What needs to be done:
Recast the part of the entries that opens with the line containing "Spot the distant" and runs through the end of the entries as a numbered list, leaving out any blank lines. Include only those lines.

The input:
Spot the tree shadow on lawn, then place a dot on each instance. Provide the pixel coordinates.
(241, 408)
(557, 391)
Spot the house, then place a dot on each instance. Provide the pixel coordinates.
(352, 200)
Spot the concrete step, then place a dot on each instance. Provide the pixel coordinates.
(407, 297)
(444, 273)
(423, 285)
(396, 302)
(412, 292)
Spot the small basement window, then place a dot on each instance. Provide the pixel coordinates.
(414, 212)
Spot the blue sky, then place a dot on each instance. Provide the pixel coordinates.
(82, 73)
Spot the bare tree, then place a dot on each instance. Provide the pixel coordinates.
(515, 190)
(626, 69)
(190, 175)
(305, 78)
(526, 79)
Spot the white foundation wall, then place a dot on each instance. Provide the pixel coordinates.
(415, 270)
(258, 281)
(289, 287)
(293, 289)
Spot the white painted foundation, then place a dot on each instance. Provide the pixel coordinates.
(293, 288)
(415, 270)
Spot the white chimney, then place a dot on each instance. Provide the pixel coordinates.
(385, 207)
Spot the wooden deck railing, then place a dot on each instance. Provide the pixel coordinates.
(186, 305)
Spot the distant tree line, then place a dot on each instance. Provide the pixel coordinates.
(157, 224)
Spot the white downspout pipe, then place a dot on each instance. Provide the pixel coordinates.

Complete output:
1. Spot the distant tree line, then place a dot on each instance. Provide the pixel coordinates.
2. (157, 224)
3. Spot the white downspout pipe, then place a dot on each instance. Provide the pixel coordinates.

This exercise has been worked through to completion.